§ Challenge:
Identify every line in the records below that contains the word "building", and copy each such line in full.

Object detection records
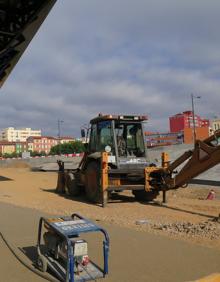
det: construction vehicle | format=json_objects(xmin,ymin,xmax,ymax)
[
  {"xmin": 57, "ymin": 114, "xmax": 220, "ymax": 207},
  {"xmin": 37, "ymin": 214, "xmax": 109, "ymax": 282}
]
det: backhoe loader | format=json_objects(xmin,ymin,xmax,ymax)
[{"xmin": 56, "ymin": 114, "xmax": 220, "ymax": 207}]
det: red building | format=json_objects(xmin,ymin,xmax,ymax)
[
  {"xmin": 169, "ymin": 111, "xmax": 210, "ymax": 132},
  {"xmin": 27, "ymin": 136, "xmax": 58, "ymax": 154}
]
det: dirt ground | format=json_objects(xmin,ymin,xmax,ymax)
[{"xmin": 0, "ymin": 167, "xmax": 220, "ymax": 249}]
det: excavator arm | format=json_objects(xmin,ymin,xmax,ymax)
[
  {"xmin": 0, "ymin": 0, "xmax": 56, "ymax": 87},
  {"xmin": 150, "ymin": 130, "xmax": 220, "ymax": 190}
]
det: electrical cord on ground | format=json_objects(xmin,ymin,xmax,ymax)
[{"xmin": 0, "ymin": 232, "xmax": 59, "ymax": 282}]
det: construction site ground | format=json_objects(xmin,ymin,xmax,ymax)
[{"xmin": 0, "ymin": 164, "xmax": 220, "ymax": 281}]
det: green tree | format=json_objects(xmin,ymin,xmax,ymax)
[{"xmin": 50, "ymin": 141, "xmax": 85, "ymax": 155}]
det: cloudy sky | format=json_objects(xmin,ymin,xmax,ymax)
[{"xmin": 0, "ymin": 0, "xmax": 220, "ymax": 136}]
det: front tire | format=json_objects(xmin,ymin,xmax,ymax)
[
  {"xmin": 85, "ymin": 161, "xmax": 102, "ymax": 204},
  {"xmin": 66, "ymin": 172, "xmax": 80, "ymax": 197}
]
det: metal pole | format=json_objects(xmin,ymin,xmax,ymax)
[
  {"xmin": 57, "ymin": 119, "xmax": 63, "ymax": 155},
  {"xmin": 191, "ymin": 94, "xmax": 196, "ymax": 146}
]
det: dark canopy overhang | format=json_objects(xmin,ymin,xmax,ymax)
[{"xmin": 0, "ymin": 0, "xmax": 56, "ymax": 87}]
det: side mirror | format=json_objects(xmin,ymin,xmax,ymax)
[{"xmin": 81, "ymin": 129, "xmax": 86, "ymax": 138}]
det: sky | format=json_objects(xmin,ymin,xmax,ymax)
[{"xmin": 0, "ymin": 0, "xmax": 220, "ymax": 137}]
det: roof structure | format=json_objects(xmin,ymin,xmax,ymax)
[{"xmin": 0, "ymin": 0, "xmax": 56, "ymax": 87}]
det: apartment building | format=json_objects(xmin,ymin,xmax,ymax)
[
  {"xmin": 0, "ymin": 141, "xmax": 28, "ymax": 155},
  {"xmin": 27, "ymin": 136, "xmax": 58, "ymax": 154},
  {"xmin": 58, "ymin": 136, "xmax": 75, "ymax": 144},
  {"xmin": 169, "ymin": 111, "xmax": 210, "ymax": 132},
  {"xmin": 0, "ymin": 127, "xmax": 41, "ymax": 142}
]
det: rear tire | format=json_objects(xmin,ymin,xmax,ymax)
[
  {"xmin": 65, "ymin": 172, "xmax": 80, "ymax": 197},
  {"xmin": 37, "ymin": 255, "xmax": 47, "ymax": 272},
  {"xmin": 132, "ymin": 190, "xmax": 159, "ymax": 202},
  {"xmin": 85, "ymin": 161, "xmax": 102, "ymax": 204}
]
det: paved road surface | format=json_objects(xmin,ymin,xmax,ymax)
[{"xmin": 0, "ymin": 203, "xmax": 220, "ymax": 282}]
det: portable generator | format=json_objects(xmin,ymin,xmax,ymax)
[{"xmin": 37, "ymin": 214, "xmax": 109, "ymax": 282}]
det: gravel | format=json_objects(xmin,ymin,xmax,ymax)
[{"xmin": 151, "ymin": 220, "xmax": 220, "ymax": 239}]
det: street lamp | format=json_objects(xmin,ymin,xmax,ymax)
[
  {"xmin": 191, "ymin": 93, "xmax": 201, "ymax": 146},
  {"xmin": 57, "ymin": 119, "xmax": 64, "ymax": 155}
]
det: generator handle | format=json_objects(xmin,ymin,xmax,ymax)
[{"xmin": 72, "ymin": 213, "xmax": 110, "ymax": 276}]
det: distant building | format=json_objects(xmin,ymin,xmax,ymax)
[
  {"xmin": 169, "ymin": 111, "xmax": 211, "ymax": 144},
  {"xmin": 27, "ymin": 136, "xmax": 58, "ymax": 154},
  {"xmin": 169, "ymin": 111, "xmax": 210, "ymax": 132},
  {"xmin": 58, "ymin": 136, "xmax": 76, "ymax": 144},
  {"xmin": 145, "ymin": 132, "xmax": 183, "ymax": 147},
  {"xmin": 183, "ymin": 127, "xmax": 211, "ymax": 144},
  {"xmin": 0, "ymin": 127, "xmax": 41, "ymax": 142},
  {"xmin": 0, "ymin": 141, "xmax": 28, "ymax": 155}
]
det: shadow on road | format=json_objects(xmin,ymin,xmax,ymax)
[
  {"xmin": 140, "ymin": 202, "xmax": 215, "ymax": 218},
  {"xmin": 189, "ymin": 179, "xmax": 220, "ymax": 188},
  {"xmin": 0, "ymin": 175, "xmax": 13, "ymax": 181},
  {"xmin": 41, "ymin": 188, "xmax": 136, "ymax": 207}
]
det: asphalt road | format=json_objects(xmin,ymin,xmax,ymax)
[{"xmin": 0, "ymin": 203, "xmax": 220, "ymax": 282}]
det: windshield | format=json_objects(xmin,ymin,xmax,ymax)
[{"xmin": 115, "ymin": 121, "xmax": 145, "ymax": 157}]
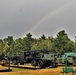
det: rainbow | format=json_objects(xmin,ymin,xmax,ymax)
[{"xmin": 23, "ymin": 0, "xmax": 76, "ymax": 37}]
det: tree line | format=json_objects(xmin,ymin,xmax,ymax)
[{"xmin": 0, "ymin": 30, "xmax": 76, "ymax": 55}]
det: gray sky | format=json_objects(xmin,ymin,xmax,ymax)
[{"xmin": 0, "ymin": 0, "xmax": 76, "ymax": 39}]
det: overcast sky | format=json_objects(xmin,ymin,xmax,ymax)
[{"xmin": 0, "ymin": 0, "xmax": 76, "ymax": 39}]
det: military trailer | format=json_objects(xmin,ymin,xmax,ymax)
[
  {"xmin": 61, "ymin": 52, "xmax": 76, "ymax": 65},
  {"xmin": 12, "ymin": 50, "xmax": 57, "ymax": 68}
]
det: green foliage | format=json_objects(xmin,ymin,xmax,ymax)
[{"xmin": 0, "ymin": 30, "xmax": 76, "ymax": 55}]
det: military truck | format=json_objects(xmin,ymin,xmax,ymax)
[
  {"xmin": 12, "ymin": 50, "xmax": 57, "ymax": 68},
  {"xmin": 61, "ymin": 52, "xmax": 76, "ymax": 65}
]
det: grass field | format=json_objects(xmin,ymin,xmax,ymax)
[{"xmin": 0, "ymin": 66, "xmax": 75, "ymax": 75}]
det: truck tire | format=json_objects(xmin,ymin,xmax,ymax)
[
  {"xmin": 38, "ymin": 60, "xmax": 44, "ymax": 68},
  {"xmin": 12, "ymin": 60, "xmax": 18, "ymax": 65},
  {"xmin": 31, "ymin": 60, "xmax": 37, "ymax": 66},
  {"xmin": 20, "ymin": 62, "xmax": 24, "ymax": 65}
]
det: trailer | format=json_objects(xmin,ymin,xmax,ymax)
[{"xmin": 11, "ymin": 50, "xmax": 57, "ymax": 68}]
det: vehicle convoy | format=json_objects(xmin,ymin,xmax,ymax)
[
  {"xmin": 5, "ymin": 50, "xmax": 76, "ymax": 68},
  {"xmin": 11, "ymin": 50, "xmax": 57, "ymax": 68},
  {"xmin": 61, "ymin": 52, "xmax": 76, "ymax": 65}
]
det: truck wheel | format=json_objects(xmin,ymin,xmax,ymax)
[
  {"xmin": 20, "ymin": 62, "xmax": 24, "ymax": 65},
  {"xmin": 38, "ymin": 60, "xmax": 44, "ymax": 68},
  {"xmin": 13, "ymin": 60, "xmax": 18, "ymax": 65},
  {"xmin": 31, "ymin": 60, "xmax": 37, "ymax": 66}
]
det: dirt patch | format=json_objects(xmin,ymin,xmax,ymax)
[{"xmin": 0, "ymin": 66, "xmax": 75, "ymax": 75}]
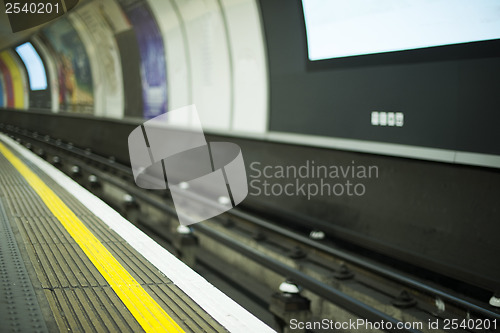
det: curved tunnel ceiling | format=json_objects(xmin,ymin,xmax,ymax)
[{"xmin": 0, "ymin": 0, "xmax": 89, "ymax": 51}]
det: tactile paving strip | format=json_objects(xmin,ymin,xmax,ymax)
[
  {"xmin": 0, "ymin": 139, "xmax": 227, "ymax": 332},
  {"xmin": 0, "ymin": 198, "xmax": 48, "ymax": 333}
]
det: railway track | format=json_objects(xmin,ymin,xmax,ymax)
[{"xmin": 0, "ymin": 124, "xmax": 500, "ymax": 332}]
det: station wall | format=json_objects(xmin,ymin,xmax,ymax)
[{"xmin": 2, "ymin": 0, "xmax": 268, "ymax": 133}]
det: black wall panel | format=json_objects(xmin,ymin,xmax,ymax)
[{"xmin": 260, "ymin": 0, "xmax": 500, "ymax": 155}]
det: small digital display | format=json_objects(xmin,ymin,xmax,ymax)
[
  {"xmin": 302, "ymin": 0, "xmax": 500, "ymax": 60},
  {"xmin": 16, "ymin": 42, "xmax": 47, "ymax": 90}
]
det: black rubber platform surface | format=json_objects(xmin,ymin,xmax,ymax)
[{"xmin": 0, "ymin": 143, "xmax": 226, "ymax": 332}]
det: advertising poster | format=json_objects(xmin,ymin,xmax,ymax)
[
  {"xmin": 0, "ymin": 57, "xmax": 14, "ymax": 108},
  {"xmin": 74, "ymin": 1, "xmax": 128, "ymax": 118},
  {"xmin": 42, "ymin": 18, "xmax": 94, "ymax": 113},
  {"xmin": 0, "ymin": 71, "xmax": 5, "ymax": 107},
  {"xmin": 120, "ymin": 0, "xmax": 167, "ymax": 119}
]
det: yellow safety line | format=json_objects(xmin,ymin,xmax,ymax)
[{"xmin": 0, "ymin": 143, "xmax": 184, "ymax": 332}]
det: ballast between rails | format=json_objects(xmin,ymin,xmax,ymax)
[{"xmin": 0, "ymin": 124, "xmax": 500, "ymax": 326}]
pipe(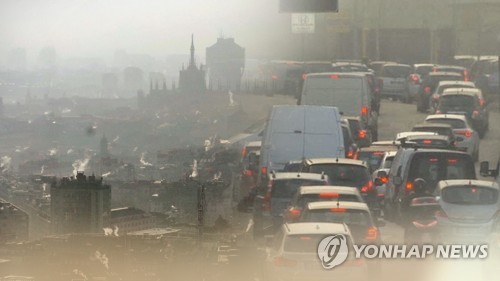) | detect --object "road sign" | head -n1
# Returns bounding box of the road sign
[292,14,315,33]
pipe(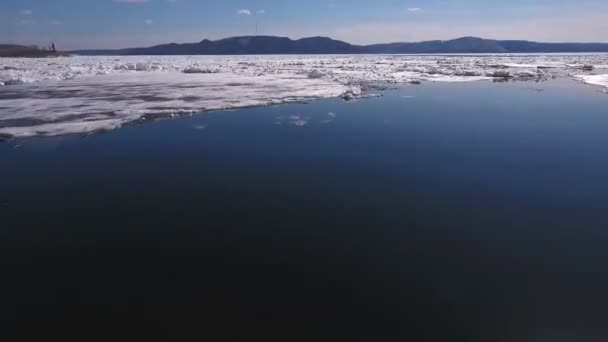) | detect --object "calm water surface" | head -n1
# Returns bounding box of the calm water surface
[0,81,608,342]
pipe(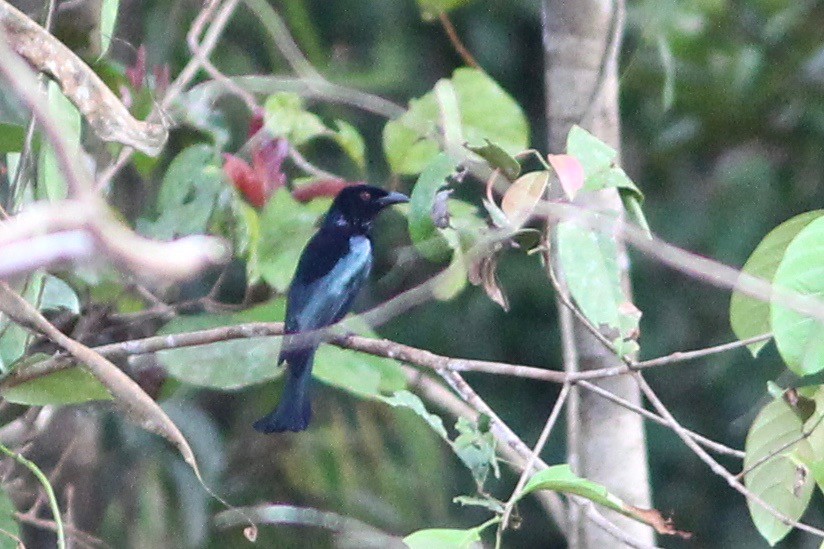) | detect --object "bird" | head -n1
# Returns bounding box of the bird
[249,185,409,433]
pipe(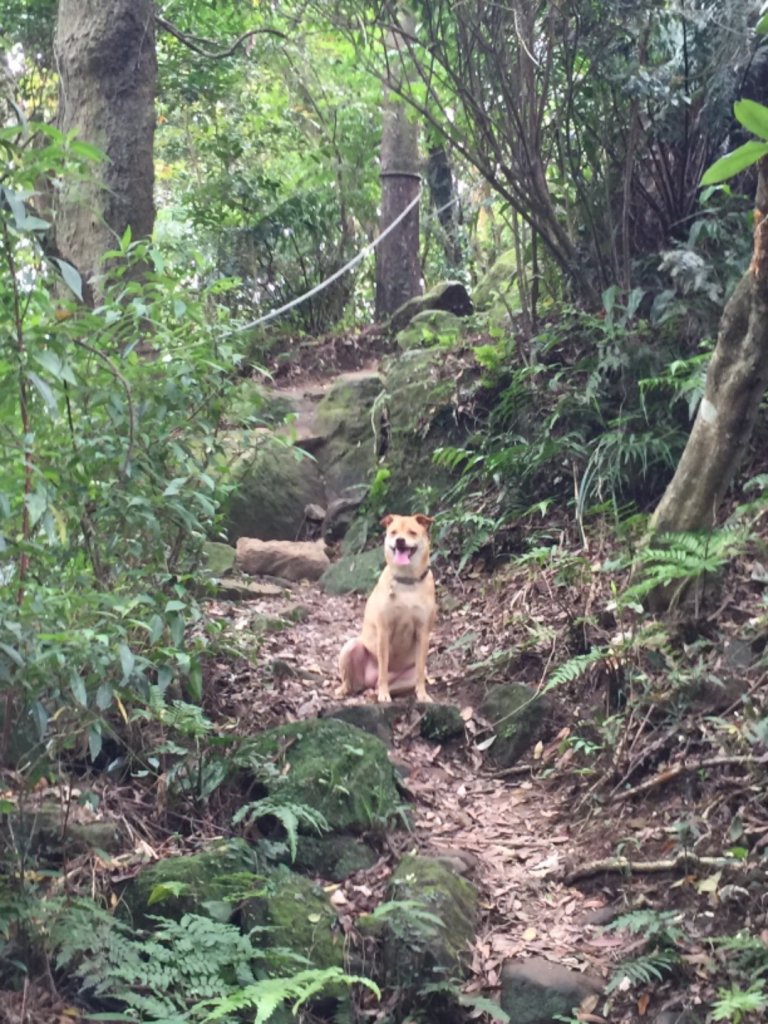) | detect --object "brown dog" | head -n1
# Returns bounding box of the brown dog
[336,515,437,700]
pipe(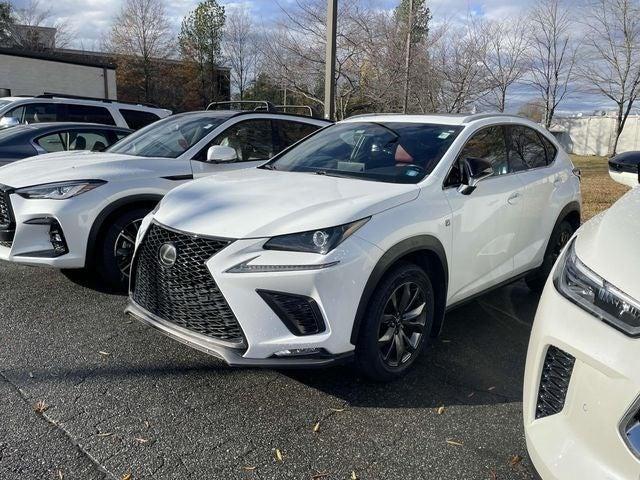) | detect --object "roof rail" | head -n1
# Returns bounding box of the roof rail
[462,112,523,123]
[207,100,278,112]
[36,92,160,108]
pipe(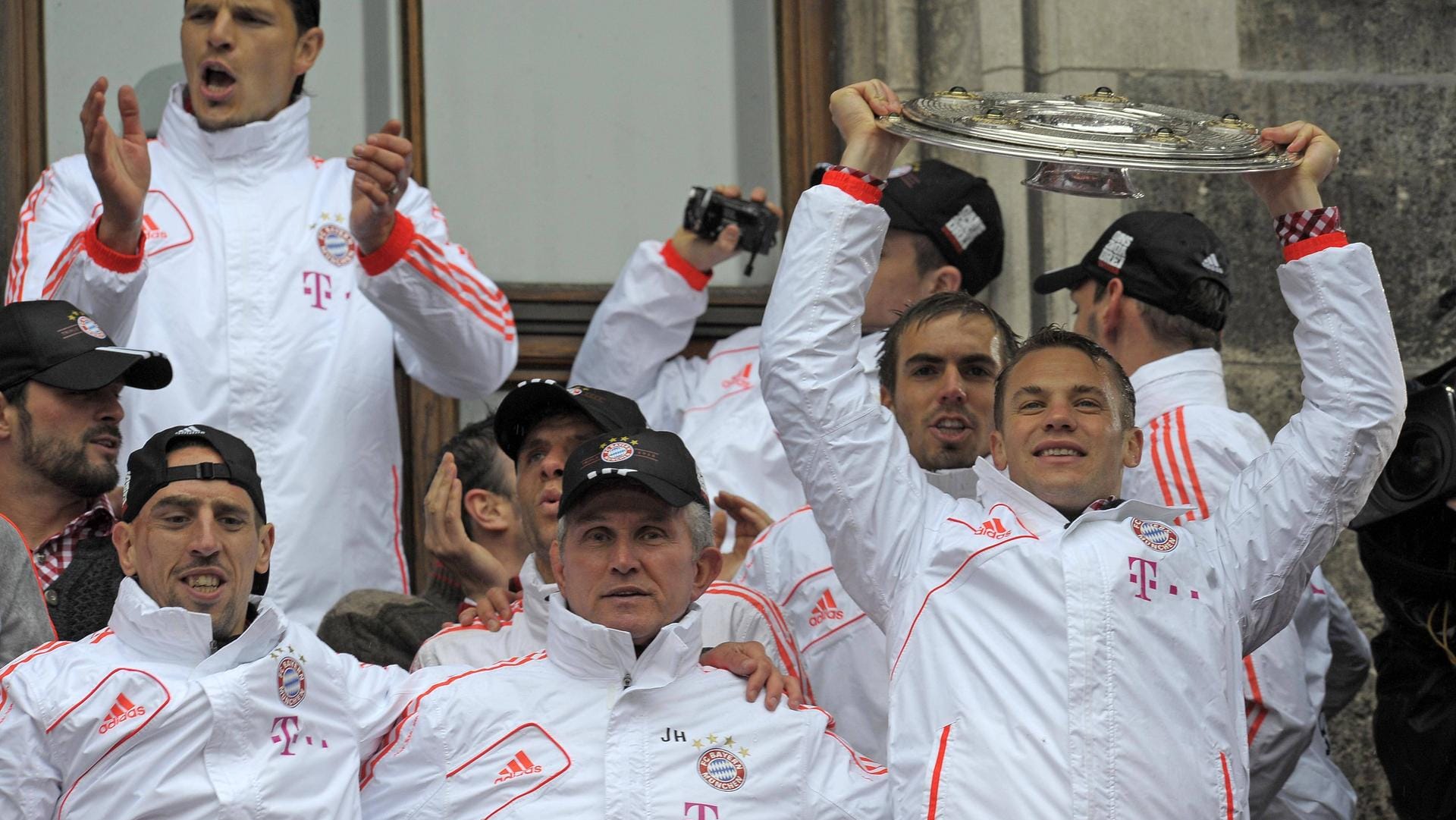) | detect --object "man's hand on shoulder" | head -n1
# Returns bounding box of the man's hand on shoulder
[668,185,783,271]
[82,77,152,255]
[828,80,910,179]
[344,119,415,253]
[1244,119,1339,218]
[699,641,804,712]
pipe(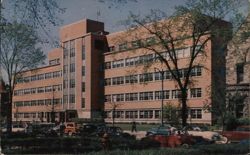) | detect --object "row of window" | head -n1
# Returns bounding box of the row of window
[14,98,62,107]
[14,85,62,96]
[109,37,156,52]
[104,88,202,102]
[49,58,60,65]
[104,66,202,86]
[63,40,75,59]
[106,109,202,119]
[14,112,59,119]
[104,46,203,69]
[16,71,62,83]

§ Response for this exercise:
det: red building | format=json_objects(xmin,ymin,xmax,ymax)
det: apartment building | format=json_objects(xmin,ymin,xmax,ymax)
det: distant building | format=json_objects(xmin,ymin,xmax,ymax)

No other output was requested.